As a partial answer, learn to trust peer review. When you are starting out in graduate-level mathematics you focus on proofs and seldom go beyond statements which can be exhaustively reduced to basic axioms. In some ways that is the ideal of mathematics. But, when you get to the research frontier, you might discover that you need to use a statement which is contained in paper A, which at a crucial step in its proof invokes a result from paper B, which in turn invokes papers C, D and E, ... It could perhaps take months of work to see how that single statement ultimately follows from what you currently know. If you plunged down every such rabbit hole you encountered, it is unlikely that you would ever make progress. Exhaustive background knowledge is not a prerequisite for the creation of new knowledge. You can explore what follows from what is currently known, without first reducing what is currently known to first principles.


I put myself in a position where I could contribute to mathematics without needing to publish. I don't suggest spending half your time on MathOverflow as a career substitute or career booster. However, thinking about a variety of problems allows you to make connections to things you have studied and to define and modify your areas of interest. Good participation on this forum can be a contribution to mathematics.

Alain Valette was kind enough in a paper to mention an example https://mathoverflow.net/a/64754 of mine to a question of his. It is a contribution on a small scale, but one of a growing collection of mine based on my activity here. I encourage you to share some of your contributions here, through questions, answers and comments. It will prepare you for the kind of contribution off MathOverflow that you may wish to make.

Gerhard "Come And Join The Party" Paseman, 2019.08.24.


Serre, recounting a discussion with Andre Weil, has said that "mathematics is not made by people with long experience, with a lot of knowledge, and so on, no. New ideas come without that."

Work order 1 » List every paper that the forum post about mathematical research names by letter in its chain of cited results.
Work order 2 » Carry on the forum post about mathematical research from the point where it stops.
The lines that come next are taken from a different source than the forum post about mathematical research.

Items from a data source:
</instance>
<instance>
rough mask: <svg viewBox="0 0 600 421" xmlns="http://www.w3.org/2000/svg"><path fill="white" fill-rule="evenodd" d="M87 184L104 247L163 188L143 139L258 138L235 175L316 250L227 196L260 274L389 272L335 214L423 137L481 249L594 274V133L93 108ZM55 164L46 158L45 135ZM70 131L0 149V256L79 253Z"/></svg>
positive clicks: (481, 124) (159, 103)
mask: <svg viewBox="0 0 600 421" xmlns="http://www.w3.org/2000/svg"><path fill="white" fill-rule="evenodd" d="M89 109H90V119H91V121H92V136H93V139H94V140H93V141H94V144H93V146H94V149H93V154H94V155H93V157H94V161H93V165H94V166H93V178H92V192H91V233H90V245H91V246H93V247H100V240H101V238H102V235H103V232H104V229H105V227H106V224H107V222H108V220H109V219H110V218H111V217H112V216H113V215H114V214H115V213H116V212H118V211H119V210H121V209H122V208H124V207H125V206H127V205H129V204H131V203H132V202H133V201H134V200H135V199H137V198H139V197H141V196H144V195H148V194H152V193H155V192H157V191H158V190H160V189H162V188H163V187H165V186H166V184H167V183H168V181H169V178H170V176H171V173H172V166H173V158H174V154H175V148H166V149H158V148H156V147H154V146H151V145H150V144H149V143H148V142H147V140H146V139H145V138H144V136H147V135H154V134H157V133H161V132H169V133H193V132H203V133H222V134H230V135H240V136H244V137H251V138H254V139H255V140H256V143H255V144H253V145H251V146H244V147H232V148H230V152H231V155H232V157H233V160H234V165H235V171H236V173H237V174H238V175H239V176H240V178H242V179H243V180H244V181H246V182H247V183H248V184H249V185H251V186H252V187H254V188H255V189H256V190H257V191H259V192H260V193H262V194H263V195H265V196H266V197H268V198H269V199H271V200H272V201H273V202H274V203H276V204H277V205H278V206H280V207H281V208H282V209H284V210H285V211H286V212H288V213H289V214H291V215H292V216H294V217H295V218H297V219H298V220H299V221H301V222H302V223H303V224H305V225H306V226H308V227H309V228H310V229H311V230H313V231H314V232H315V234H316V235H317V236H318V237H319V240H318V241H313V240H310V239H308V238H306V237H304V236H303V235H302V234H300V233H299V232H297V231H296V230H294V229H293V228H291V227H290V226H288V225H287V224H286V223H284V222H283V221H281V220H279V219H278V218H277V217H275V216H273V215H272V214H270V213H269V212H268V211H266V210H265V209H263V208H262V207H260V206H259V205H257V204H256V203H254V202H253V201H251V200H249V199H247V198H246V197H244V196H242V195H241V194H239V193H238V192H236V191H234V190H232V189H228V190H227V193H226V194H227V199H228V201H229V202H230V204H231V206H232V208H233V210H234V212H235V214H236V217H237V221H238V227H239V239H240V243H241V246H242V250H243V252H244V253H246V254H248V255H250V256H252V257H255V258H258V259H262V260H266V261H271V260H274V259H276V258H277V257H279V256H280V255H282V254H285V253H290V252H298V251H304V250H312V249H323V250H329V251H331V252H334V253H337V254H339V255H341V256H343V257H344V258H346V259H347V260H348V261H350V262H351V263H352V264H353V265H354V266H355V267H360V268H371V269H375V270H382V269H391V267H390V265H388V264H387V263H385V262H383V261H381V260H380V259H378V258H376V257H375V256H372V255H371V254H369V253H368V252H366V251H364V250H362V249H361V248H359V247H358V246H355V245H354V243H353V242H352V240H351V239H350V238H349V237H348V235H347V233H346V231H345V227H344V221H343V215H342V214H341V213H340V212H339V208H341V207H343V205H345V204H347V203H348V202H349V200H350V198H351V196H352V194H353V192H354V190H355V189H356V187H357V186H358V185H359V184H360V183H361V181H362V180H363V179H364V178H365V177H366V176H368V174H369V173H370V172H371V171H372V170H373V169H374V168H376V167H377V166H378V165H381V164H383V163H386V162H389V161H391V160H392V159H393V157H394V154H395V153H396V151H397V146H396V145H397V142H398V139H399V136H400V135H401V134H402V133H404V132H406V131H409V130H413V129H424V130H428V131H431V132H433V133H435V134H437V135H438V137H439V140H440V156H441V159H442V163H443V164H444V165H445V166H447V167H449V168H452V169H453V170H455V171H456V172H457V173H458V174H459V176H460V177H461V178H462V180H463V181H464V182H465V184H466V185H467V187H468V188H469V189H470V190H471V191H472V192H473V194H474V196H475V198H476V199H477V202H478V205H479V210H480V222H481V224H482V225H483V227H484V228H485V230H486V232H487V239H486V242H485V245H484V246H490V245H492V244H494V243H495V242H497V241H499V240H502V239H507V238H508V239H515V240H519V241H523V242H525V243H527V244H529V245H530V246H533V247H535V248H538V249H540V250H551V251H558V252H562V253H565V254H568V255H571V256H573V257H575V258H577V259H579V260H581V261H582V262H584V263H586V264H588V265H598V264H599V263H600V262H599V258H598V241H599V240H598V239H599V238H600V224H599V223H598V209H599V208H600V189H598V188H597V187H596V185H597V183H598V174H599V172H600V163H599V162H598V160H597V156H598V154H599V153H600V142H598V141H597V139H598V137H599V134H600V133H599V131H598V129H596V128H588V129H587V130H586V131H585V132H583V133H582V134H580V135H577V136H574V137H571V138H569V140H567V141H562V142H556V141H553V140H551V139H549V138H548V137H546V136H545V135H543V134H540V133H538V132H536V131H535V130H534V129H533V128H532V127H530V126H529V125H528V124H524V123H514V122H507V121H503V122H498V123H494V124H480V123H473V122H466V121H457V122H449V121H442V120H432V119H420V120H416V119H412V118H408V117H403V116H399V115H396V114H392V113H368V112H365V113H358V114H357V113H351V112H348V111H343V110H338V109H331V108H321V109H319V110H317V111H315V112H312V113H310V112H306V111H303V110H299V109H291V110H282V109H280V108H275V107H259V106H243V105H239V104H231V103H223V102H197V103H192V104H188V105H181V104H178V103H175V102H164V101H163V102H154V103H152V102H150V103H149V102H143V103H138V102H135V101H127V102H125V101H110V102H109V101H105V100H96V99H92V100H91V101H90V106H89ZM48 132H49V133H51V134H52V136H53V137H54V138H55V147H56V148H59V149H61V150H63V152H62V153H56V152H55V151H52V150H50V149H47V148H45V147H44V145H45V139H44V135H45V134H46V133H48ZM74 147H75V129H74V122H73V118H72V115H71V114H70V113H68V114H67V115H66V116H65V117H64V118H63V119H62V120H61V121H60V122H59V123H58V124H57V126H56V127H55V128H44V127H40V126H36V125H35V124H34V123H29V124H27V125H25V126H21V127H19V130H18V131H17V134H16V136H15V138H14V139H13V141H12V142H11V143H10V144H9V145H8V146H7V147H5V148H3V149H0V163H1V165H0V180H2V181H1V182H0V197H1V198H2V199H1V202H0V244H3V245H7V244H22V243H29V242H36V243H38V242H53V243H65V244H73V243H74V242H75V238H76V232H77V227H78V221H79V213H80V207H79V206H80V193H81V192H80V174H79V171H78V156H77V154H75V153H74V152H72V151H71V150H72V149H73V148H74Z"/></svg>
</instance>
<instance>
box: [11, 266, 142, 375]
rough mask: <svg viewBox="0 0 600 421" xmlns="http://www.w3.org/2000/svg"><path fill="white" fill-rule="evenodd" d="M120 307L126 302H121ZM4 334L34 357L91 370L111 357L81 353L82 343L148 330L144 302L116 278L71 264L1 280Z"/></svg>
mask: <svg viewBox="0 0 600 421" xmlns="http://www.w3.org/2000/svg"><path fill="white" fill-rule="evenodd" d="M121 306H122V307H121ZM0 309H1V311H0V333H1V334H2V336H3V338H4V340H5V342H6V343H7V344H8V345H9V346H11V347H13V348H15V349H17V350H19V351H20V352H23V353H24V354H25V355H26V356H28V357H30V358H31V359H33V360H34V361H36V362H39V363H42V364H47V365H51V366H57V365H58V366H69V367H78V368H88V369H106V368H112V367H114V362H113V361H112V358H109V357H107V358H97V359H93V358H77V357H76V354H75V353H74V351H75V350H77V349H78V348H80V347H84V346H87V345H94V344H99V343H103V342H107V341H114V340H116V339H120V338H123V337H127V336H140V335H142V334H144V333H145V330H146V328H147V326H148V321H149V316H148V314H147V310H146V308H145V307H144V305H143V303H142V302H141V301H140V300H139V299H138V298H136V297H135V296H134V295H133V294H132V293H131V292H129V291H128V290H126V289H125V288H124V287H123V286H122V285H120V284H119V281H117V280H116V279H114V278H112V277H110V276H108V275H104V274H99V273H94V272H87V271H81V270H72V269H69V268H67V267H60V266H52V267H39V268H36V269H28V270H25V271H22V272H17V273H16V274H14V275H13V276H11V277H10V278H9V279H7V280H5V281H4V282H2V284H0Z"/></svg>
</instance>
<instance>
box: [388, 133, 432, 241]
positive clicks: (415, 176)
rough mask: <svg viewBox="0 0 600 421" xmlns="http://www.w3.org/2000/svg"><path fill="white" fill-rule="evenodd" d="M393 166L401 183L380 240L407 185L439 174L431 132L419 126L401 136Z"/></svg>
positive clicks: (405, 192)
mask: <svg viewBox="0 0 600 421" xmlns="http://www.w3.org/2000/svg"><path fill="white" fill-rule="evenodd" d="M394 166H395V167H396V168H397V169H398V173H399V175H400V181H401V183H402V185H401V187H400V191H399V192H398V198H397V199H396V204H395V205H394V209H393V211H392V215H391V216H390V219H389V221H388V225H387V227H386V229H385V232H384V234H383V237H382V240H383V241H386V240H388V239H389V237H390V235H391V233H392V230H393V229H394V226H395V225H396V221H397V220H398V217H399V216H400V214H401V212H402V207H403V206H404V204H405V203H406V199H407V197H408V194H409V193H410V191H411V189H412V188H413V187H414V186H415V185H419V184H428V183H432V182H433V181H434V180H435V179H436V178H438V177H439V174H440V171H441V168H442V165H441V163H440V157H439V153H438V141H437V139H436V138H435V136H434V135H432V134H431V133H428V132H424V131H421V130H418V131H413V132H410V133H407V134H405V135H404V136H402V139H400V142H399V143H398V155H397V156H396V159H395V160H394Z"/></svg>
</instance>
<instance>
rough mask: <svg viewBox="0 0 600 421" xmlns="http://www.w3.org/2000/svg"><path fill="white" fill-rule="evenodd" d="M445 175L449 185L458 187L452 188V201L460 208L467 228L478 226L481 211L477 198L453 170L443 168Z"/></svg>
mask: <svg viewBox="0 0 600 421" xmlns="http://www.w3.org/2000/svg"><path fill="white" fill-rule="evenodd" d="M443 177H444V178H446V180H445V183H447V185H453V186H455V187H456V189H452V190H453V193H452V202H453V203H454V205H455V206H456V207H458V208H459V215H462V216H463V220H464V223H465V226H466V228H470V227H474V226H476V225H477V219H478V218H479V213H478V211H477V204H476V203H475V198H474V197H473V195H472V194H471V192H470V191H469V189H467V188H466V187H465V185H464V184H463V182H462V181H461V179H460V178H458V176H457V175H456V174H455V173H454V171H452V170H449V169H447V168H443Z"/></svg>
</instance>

Answer 1 » A, B, C, D, E

Answer 2 »
Moreover, he has to be really interested in something. And if you are really interested in a question, and you begin reading what people have done around it, very often you discover that they have not done anything. They always talk on something else, or they made a hypothesis which is not true in your case, they have very rarely done something useful. So you reduce the literature to very little. So you have to find new ideas. But, of course, if you can find connections with something else, it helps a lot. - J.P. Serre (2003).



I believe one is ready to make an original contribution when one understands the problem and also understands why their solution solves it.

Mathematics is meant to talk about ideas, abstractions, and truths over prestige or authority.

This topic often comes up when we stop thinking for ourselves and place mathematics in a sociological mindset.

Instead of thinking "Why are we defining it this way? Why are the existing tools insufficient? Why does this proof work? Can I revise this theory to be more concise?", we begin to think "Man, this person wrote 1000 pages of mathematics, there's no way I could possibly understand it all."

There is irony here: the less of some theory one understands, the more difficult it is to challenge. In many instances, one is indeed lacking key insights to fully understand the theory. But there will ALSO inevitably be instances where every member of the population assumes that some other member knows it better than they do, thus no single member attempts to challenge the theory. Each chapter or argument may be optimized locally, but opportunities nonetheless exist in the global scope for huge simplifications.

It's important to be able to challenge the arguments. If a theory is so large and complex that amendments cannot be understood within the overall context of the theory, it is unlikely that such an amendment will be simplified or assimilated. Mathematical theories in such cases will usually undergo a process of explosion

The point being that having very large theories taking years of work to understand is all the more reason to believe that opportunities exist for contributions.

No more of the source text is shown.